"""

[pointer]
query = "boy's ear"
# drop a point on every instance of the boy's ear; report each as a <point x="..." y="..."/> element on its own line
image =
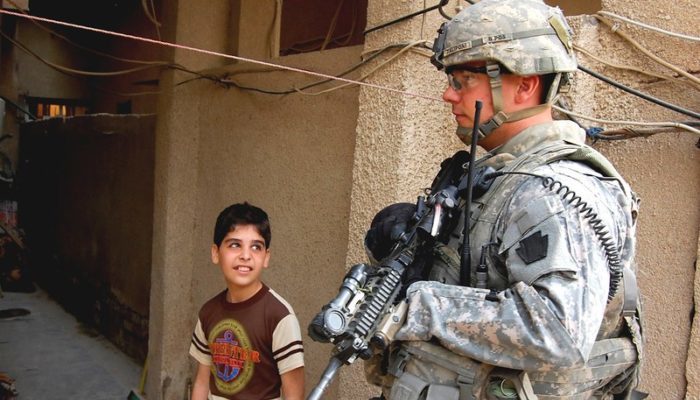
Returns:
<point x="215" y="254"/>
<point x="267" y="258"/>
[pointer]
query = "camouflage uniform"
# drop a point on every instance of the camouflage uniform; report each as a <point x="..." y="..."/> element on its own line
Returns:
<point x="543" y="309"/>
<point x="553" y="311"/>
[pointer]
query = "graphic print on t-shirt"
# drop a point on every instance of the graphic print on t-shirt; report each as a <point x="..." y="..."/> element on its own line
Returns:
<point x="233" y="359"/>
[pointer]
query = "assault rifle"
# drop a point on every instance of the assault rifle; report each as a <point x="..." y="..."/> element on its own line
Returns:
<point x="368" y="310"/>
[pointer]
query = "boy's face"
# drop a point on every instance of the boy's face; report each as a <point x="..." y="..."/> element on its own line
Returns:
<point x="242" y="256"/>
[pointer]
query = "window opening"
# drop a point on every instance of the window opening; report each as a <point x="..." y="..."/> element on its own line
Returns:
<point x="314" y="25"/>
<point x="49" y="107"/>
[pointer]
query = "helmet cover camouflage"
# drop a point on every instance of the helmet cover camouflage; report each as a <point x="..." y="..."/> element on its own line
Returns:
<point x="528" y="37"/>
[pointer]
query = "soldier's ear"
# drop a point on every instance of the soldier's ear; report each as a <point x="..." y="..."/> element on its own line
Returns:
<point x="529" y="89"/>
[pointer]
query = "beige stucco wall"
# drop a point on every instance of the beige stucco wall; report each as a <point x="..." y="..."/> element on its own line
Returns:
<point x="323" y="166"/>
<point x="291" y="155"/>
<point x="664" y="169"/>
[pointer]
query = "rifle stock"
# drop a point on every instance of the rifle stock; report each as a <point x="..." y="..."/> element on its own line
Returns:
<point x="368" y="310"/>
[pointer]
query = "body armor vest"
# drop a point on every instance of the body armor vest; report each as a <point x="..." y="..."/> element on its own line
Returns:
<point x="613" y="364"/>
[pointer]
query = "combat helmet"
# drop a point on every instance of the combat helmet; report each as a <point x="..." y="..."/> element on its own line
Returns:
<point x="526" y="37"/>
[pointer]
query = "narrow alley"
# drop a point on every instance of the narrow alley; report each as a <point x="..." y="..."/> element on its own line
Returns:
<point x="51" y="355"/>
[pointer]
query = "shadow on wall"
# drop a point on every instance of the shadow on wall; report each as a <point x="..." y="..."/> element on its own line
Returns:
<point x="85" y="203"/>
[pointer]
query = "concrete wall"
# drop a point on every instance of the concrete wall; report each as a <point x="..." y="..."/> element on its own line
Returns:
<point x="291" y="155"/>
<point x="663" y="169"/>
<point x="322" y="166"/>
<point x="86" y="205"/>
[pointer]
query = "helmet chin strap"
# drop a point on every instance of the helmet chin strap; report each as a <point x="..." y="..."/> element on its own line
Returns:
<point x="493" y="70"/>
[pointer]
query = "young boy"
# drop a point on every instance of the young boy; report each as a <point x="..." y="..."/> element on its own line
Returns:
<point x="247" y="339"/>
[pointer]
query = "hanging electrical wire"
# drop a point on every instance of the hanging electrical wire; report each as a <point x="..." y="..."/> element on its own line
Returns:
<point x="676" y="125"/>
<point x="409" y="16"/>
<point x="652" y="28"/>
<point x="616" y="29"/>
<point x="84" y="48"/>
<point x="72" y="70"/>
<point x="637" y="93"/>
<point x="372" y="54"/>
<point x="589" y="54"/>
<point x="151" y="15"/>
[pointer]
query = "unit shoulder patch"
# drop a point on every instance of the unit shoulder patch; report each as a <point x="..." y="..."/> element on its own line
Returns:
<point x="533" y="248"/>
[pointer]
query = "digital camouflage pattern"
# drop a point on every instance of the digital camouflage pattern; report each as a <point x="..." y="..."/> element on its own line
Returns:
<point x="526" y="36"/>
<point x="547" y="315"/>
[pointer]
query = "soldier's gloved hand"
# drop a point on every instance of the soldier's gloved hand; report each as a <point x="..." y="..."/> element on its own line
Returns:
<point x="316" y="330"/>
<point x="387" y="226"/>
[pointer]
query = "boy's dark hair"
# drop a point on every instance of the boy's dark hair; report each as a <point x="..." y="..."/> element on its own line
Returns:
<point x="242" y="214"/>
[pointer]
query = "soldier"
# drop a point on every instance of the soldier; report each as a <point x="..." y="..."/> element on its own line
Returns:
<point x="551" y="311"/>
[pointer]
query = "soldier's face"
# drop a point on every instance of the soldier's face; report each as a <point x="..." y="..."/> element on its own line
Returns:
<point x="466" y="87"/>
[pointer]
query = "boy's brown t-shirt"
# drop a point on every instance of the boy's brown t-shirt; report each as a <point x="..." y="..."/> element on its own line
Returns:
<point x="248" y="345"/>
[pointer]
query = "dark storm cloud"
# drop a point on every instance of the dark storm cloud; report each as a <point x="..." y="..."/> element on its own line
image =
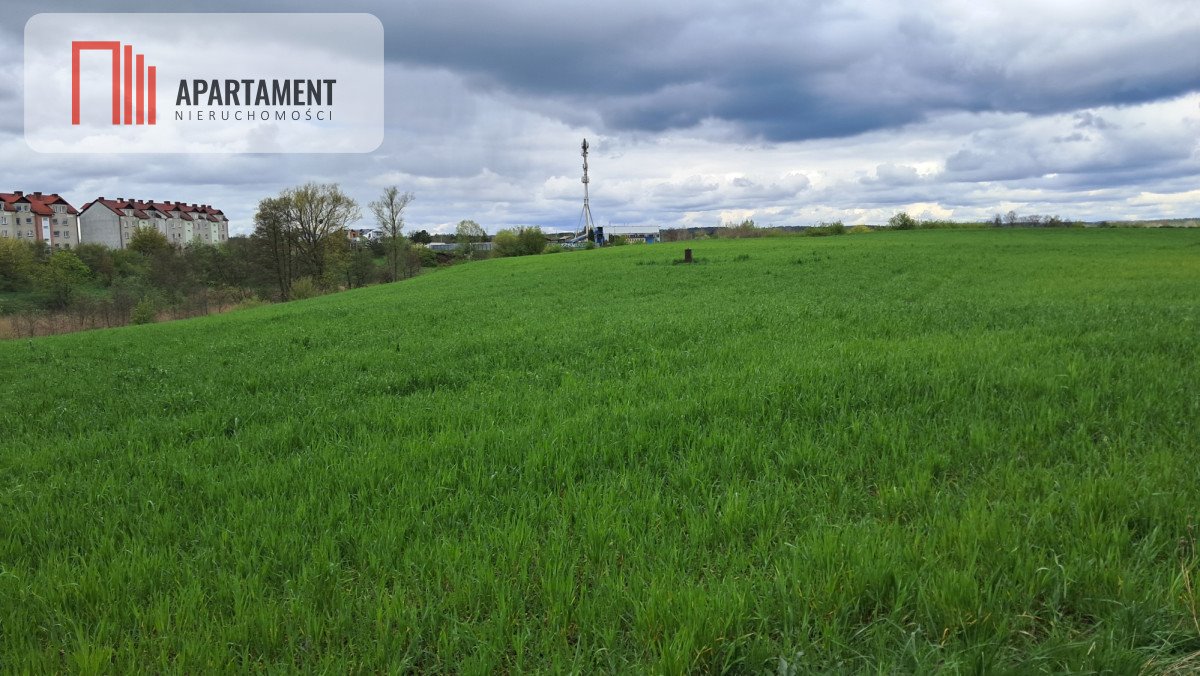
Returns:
<point x="805" y="70"/>
<point x="784" y="71"/>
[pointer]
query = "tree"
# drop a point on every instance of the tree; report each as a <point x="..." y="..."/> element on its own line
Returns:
<point x="389" y="213"/>
<point x="466" y="234"/>
<point x="60" y="275"/>
<point x="521" y="241"/>
<point x="275" y="238"/>
<point x="360" y="268"/>
<point x="507" y="244"/>
<point x="99" y="259"/>
<point x="903" y="221"/>
<point x="317" y="213"/>
<point x="16" y="264"/>
<point x="149" y="241"/>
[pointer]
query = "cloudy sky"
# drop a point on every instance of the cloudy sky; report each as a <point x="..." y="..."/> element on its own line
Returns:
<point x="701" y="112"/>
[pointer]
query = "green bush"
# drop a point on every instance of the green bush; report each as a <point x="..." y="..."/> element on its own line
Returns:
<point x="903" y="221"/>
<point x="305" y="287"/>
<point x="521" y="241"/>
<point x="144" y="312"/>
<point x="826" y="229"/>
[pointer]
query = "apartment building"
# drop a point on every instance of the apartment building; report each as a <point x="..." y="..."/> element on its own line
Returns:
<point x="39" y="217"/>
<point x="113" y="222"/>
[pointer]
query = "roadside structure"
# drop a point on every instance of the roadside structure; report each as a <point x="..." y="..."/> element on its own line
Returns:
<point x="113" y="222"/>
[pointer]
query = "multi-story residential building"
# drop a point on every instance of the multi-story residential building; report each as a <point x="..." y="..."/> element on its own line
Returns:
<point x="39" y="217"/>
<point x="113" y="221"/>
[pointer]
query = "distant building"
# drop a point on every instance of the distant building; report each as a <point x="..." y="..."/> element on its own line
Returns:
<point x="647" y="234"/>
<point x="112" y="222"/>
<point x="363" y="235"/>
<point x="39" y="217"/>
<point x="448" y="246"/>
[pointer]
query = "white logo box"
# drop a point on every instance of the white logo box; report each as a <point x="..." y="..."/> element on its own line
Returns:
<point x="285" y="83"/>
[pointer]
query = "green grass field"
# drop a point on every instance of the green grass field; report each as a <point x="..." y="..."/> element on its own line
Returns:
<point x="891" y="452"/>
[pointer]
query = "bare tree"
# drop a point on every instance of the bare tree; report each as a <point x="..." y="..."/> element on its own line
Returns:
<point x="467" y="233"/>
<point x="389" y="213"/>
<point x="275" y="234"/>
<point x="317" y="213"/>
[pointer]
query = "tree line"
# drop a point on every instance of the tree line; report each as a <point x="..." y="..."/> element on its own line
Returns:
<point x="299" y="247"/>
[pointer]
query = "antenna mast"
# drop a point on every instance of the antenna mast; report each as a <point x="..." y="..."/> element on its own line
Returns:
<point x="586" y="217"/>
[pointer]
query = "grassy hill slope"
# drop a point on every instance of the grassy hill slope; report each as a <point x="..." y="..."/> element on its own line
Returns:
<point x="892" y="450"/>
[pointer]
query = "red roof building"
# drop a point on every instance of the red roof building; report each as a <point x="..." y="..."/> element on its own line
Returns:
<point x="114" y="221"/>
<point x="37" y="216"/>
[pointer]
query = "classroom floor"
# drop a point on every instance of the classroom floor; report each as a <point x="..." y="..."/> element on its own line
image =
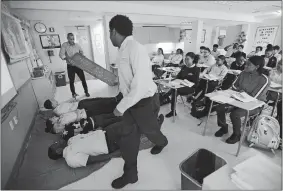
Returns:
<point x="161" y="171"/>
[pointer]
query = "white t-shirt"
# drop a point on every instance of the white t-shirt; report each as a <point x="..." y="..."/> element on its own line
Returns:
<point x="81" y="146"/>
<point x="66" y="107"/>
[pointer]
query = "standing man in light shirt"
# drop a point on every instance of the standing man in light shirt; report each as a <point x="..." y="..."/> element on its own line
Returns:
<point x="67" y="50"/>
<point x="139" y="99"/>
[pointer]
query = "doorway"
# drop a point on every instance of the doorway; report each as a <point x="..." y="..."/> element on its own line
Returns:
<point x="82" y="37"/>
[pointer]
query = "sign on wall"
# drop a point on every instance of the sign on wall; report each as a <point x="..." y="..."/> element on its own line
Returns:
<point x="265" y="36"/>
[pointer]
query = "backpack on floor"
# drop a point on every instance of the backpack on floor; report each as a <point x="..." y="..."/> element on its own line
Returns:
<point x="199" y="108"/>
<point x="265" y="133"/>
<point x="164" y="99"/>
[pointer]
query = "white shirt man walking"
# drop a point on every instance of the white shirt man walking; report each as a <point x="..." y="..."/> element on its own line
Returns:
<point x="139" y="99"/>
<point x="67" y="50"/>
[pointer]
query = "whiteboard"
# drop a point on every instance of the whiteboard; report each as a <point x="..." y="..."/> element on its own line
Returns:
<point x="265" y="35"/>
<point x="8" y="90"/>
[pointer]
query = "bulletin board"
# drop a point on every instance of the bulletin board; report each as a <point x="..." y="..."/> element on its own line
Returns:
<point x="265" y="35"/>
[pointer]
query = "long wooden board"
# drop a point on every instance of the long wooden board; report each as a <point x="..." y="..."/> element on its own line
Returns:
<point x="94" y="69"/>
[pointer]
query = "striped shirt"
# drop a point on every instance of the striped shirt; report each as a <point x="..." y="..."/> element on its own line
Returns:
<point x="69" y="50"/>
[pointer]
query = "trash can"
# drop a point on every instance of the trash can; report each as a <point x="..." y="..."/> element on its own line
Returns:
<point x="197" y="166"/>
<point x="60" y="78"/>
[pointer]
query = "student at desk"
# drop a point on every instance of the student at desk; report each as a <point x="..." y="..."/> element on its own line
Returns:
<point x="218" y="70"/>
<point x="239" y="64"/>
<point x="253" y="82"/>
<point x="275" y="76"/>
<point x="189" y="72"/>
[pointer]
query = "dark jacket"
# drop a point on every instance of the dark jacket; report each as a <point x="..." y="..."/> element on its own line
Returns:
<point x="254" y="84"/>
<point x="272" y="62"/>
<point x="190" y="74"/>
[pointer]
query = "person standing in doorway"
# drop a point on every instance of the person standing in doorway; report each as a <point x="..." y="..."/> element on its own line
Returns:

"""

Locate each line in the listing above that contains the string "field", treating uppercase and lowercase as different, and copy those lines out.

query = "green grass field"
# drop a point on every instance of the green grass field; report each as a <point x="..." y="..."/> element on its own line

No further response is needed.